- 提示された文章:
50年以上、女川で店を続けてきた平塚さん。この時期、サンマの水揚げがないと町に活気が出ないという。

平初鮮魚店 平塚俊明社長:
女川にサンマが揚がれば、人もどんどん来る。早く来てもらいたい

今シーズン、県内で水揚げされたサンマはゼロ。
記録が残る1982年以降、初水揚げが最も遅かったのは2013年の9月11日で、今年はすでに1週間以上過ぎている。

女川魚市場 加藤實 社長
震災以降ずっとこういう状況が続いている。9月いっぱいは大変厳しい状況。毎年そういう状況が続いています。10月になれば量がまとまる。それに期待している

震災前は、本州一のサンマの水揚げ量を誇った女川。鮮度抜群で良質なサンマは女川の代名詞となり、町の発展を支えてきた。
女川魚市場は現在、サンマの不漁を受け、イワシやサバなどの漁船を呼び込むなど、水揚げ量の確保に努めているが、主力魚種であるサンマには遠く及ばないという。

女川魚市場買受人協同組合 石森洋悦理事長:
サンマはすごく裾野が広くて市場や買受人だけではない。町全体にサンマの水揚げは良い影響をもたらすので、それが止まることは、女川にとって大変な事態

“サンマの街”に会社をかまえる誇り

女川町浦宿浜で、鮮魚用発泡スチロール箱の製造・販売を行う、こちらの会社もサンマの不漁に頭を抱える。

渡邊商店 渡邊俊季社長:
これがサンマ用

うずたかく積まれた発泡スチロール。加工会社や個人宅に出荷する際、鮮度を保つために使用されるサンマの鮮魚箱。

渡邊商店 渡邊俊季社長:
今こんなことをやっているはずではない。今の時期は汗を出してみんなでわいわいやっているはずなんです

こちらの会社では、年間出荷量の約6割をサンマが占めている。

渡邊商店 渡邊俊季社長:
サンマの町なので、それに特化した町。我々も追随して商売してきた。代わりとなる魚が揚がればいいが、軒並み駄目なので、どうしていいか分からない

多い日には、1日2万ケース以上出荷するというサンマ。
長期間の在庫は、会社の負担も大きいとしながらも、減らすことは難しいという。

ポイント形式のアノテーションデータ
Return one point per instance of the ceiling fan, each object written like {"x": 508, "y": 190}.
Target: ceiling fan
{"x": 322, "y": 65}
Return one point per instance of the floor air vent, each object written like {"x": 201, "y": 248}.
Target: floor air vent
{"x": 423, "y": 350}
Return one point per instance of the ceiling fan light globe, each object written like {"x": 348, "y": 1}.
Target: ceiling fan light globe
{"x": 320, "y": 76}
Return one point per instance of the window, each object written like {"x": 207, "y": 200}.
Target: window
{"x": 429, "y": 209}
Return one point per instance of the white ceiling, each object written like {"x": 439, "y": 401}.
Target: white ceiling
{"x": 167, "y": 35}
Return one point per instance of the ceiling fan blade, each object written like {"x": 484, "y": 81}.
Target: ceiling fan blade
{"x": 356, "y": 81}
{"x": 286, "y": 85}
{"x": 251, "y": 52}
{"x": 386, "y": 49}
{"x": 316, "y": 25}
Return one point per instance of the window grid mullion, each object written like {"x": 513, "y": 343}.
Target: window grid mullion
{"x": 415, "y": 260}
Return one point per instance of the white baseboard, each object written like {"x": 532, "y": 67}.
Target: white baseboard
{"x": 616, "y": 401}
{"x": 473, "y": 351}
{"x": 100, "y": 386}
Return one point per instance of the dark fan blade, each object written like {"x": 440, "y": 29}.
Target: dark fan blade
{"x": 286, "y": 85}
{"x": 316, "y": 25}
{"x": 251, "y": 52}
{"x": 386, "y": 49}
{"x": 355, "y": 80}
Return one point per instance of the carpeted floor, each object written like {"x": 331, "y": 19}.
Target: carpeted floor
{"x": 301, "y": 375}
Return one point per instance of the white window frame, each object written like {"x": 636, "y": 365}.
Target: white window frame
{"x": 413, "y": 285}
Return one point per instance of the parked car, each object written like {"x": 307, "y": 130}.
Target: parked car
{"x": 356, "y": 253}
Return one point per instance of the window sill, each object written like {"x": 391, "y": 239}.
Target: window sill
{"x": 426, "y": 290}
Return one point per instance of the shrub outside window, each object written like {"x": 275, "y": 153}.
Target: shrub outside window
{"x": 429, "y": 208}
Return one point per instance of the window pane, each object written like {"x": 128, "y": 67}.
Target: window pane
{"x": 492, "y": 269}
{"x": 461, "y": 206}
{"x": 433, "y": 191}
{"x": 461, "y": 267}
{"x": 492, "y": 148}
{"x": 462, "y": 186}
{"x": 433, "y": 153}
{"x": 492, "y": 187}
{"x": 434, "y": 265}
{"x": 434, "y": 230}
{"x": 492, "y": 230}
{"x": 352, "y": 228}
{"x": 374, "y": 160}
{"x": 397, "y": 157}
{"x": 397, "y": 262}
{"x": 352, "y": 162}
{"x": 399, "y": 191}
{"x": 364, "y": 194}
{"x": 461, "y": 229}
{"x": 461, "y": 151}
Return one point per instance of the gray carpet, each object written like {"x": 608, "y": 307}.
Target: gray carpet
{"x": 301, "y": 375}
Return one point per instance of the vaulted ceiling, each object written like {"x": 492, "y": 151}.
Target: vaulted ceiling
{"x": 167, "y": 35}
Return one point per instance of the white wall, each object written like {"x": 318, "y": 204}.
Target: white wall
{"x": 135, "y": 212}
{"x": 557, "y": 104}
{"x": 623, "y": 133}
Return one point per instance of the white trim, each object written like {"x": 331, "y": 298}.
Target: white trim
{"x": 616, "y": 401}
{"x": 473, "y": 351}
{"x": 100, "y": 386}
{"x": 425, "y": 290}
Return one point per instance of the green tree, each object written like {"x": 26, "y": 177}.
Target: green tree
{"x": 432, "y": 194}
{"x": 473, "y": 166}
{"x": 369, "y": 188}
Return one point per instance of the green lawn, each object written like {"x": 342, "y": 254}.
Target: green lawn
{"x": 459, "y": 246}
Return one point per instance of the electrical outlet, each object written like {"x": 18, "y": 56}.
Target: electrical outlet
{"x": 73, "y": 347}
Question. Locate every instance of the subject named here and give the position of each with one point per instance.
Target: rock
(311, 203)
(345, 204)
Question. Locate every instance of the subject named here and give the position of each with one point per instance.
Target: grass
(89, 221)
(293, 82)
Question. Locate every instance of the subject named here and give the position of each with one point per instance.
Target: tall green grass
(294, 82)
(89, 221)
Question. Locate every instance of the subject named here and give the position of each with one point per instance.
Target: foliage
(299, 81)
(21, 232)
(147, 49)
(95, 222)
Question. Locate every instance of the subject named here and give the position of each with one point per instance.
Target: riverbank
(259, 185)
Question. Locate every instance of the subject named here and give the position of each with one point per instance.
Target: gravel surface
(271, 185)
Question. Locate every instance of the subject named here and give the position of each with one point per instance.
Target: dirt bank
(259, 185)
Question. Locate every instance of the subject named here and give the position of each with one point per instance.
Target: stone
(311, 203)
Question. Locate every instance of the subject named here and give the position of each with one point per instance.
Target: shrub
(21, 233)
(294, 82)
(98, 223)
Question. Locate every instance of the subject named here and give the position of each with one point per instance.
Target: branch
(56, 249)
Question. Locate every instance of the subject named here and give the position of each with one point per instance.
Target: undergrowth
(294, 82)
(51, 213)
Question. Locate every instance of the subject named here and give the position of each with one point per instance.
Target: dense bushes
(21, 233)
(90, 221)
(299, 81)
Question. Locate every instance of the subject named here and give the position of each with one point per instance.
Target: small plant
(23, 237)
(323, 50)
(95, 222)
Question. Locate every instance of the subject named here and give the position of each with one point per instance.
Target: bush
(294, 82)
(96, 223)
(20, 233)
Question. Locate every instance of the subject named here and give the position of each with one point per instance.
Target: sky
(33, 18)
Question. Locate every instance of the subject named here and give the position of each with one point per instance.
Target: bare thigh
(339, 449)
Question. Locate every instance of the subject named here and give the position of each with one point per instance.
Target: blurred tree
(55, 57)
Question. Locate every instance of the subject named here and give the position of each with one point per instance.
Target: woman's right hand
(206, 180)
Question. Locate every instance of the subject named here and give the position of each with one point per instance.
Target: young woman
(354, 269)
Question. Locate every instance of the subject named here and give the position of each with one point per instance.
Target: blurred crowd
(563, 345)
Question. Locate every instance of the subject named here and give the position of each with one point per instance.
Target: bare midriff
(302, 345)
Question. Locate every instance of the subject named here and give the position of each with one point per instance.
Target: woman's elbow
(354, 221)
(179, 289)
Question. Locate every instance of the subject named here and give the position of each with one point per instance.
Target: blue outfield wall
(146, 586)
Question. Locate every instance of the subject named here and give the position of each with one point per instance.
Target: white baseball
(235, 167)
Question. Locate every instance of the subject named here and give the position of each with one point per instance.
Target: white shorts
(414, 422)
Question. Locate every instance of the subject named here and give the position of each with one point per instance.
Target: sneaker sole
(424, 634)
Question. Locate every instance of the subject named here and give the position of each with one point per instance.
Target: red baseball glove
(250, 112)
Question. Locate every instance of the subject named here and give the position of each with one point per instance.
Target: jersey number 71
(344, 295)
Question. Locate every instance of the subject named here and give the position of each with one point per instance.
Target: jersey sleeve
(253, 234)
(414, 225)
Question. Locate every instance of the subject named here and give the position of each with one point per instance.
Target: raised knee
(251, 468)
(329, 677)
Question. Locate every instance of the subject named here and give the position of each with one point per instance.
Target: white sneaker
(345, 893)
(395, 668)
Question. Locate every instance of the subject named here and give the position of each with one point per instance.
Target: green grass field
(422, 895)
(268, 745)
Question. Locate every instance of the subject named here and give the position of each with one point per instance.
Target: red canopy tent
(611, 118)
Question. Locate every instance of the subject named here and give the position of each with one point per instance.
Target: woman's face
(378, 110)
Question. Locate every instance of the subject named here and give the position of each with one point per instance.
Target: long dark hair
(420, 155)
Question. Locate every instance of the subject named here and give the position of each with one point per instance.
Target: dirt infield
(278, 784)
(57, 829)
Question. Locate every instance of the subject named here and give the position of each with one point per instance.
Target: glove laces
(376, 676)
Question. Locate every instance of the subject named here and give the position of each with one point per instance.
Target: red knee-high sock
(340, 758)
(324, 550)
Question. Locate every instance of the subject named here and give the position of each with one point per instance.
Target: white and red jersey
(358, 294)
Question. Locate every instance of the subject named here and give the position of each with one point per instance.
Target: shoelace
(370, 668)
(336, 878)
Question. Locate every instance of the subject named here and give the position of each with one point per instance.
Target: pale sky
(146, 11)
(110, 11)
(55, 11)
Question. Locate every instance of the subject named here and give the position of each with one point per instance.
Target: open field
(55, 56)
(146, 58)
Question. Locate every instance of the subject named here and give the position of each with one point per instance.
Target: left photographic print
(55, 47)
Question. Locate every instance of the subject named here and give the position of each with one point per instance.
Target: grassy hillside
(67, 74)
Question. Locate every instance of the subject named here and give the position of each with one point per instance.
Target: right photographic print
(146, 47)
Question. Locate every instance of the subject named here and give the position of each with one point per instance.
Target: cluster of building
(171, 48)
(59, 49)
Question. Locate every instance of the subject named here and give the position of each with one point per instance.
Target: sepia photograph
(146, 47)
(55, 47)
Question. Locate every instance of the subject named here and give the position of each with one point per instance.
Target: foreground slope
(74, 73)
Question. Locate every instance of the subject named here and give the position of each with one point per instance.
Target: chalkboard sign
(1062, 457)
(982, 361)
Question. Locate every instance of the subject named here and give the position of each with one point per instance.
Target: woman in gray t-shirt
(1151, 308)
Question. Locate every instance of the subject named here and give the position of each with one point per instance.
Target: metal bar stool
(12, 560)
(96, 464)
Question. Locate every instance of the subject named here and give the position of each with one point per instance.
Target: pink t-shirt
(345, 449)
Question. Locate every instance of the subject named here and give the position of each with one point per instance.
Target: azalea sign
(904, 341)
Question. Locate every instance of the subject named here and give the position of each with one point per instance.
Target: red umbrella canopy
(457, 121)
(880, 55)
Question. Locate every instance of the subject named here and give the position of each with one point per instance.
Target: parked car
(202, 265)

- 課題:
女川のサンマ不漁を伝える文章の「震災前は、本州一のサンマの水」から「もサンマの不漁に頭を抱える。」までを、一字一句変えずに書き写せ。

- 課題の出力:
震災前は、本州一のサンマの水揚げ量を誇った女川。鮮度抜群で良質なサンマは女川の代名詞となり、町の発展を支えてきた。
女川魚市場は現在、サンマの不漁を受け、イワシやサバなどの漁船を呼び込むなど、水揚げ量の確保に努めているが、主力魚種であるサンマには遠く及ばないという。

女川魚市場買受人協同組合 石森洋悦理事長:
サンマはすごく裾野が広くて市場や買受人だけではない。町全体にサンマの水揚げは良い影響をもたらすので、それが止まることは、女川にとって大変な事態

“サンマの街”に会社をかまえる誇り

女川町浦宿浜で、鮮魚用発泡スチロール箱の製造・販売を行う、こちらの会社もサンマの不漁に頭を抱える。